▸ Extracted entries:
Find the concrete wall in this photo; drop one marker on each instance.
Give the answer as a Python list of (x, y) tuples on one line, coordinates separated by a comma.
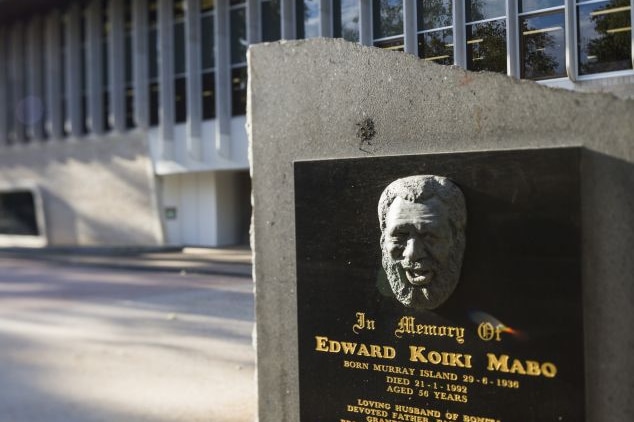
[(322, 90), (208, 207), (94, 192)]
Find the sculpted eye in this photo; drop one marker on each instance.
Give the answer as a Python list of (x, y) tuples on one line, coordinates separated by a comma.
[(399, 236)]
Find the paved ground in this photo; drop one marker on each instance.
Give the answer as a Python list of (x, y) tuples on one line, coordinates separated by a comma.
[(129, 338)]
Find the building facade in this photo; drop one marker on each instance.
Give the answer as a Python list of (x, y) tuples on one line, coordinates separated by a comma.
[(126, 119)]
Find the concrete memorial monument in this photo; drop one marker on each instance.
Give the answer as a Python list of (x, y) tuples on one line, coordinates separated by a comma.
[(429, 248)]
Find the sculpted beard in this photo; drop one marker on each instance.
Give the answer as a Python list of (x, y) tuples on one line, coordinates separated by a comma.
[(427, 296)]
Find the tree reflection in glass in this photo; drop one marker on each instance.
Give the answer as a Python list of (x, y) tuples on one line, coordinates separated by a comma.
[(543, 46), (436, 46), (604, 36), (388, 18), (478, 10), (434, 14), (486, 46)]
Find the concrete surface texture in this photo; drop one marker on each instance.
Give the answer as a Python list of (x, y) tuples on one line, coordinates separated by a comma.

▸ Written problem:
Turn the stretch of the records from the start through the line containing "[(429, 248)]" into a Markdown table with columns headed No. and Text, one row per line, skipping blank lines. Leave the pictures out.

▸ Solved problem:
| No. | Text |
|---|---|
| 1 | Find the concrete wall in this photo; drop one marker on each instance. |
| 2 | Give the answer as a Python list of (x, y) tuples on one line, coordinates separated by a comma. |
| 3 | [(322, 90), (208, 207), (94, 192)] |
| 4 | Find the sculpted eye in this photo; drop one marker on each instance. |
| 5 | Give the answer as a Python list of (x, y) tuples on one line, coordinates separated by a comma. |
| 6 | [(399, 236)] |
| 7 | Find the paved ground in this photo; drop one marker on each instance. |
| 8 | Give the answer as a Python list of (x, y) tuples on one line, coordinates separated by a comma. |
| 9 | [(129, 338)] |
| 10 | Find the building facade in this photo; drop one marker on each instance. |
| 11 | Give the answer as a Python list of (x, y) tuples on one line, coordinates separated by a comma. |
| 12 | [(126, 119)] |
| 13 | Find the concrete memorial monument in this photo; drop one marker on each instance. |
| 14 | Give the answer as a Python list of (x, y) tuples on one line, coordinates separated by a comma. |
| 15 | [(429, 248)] |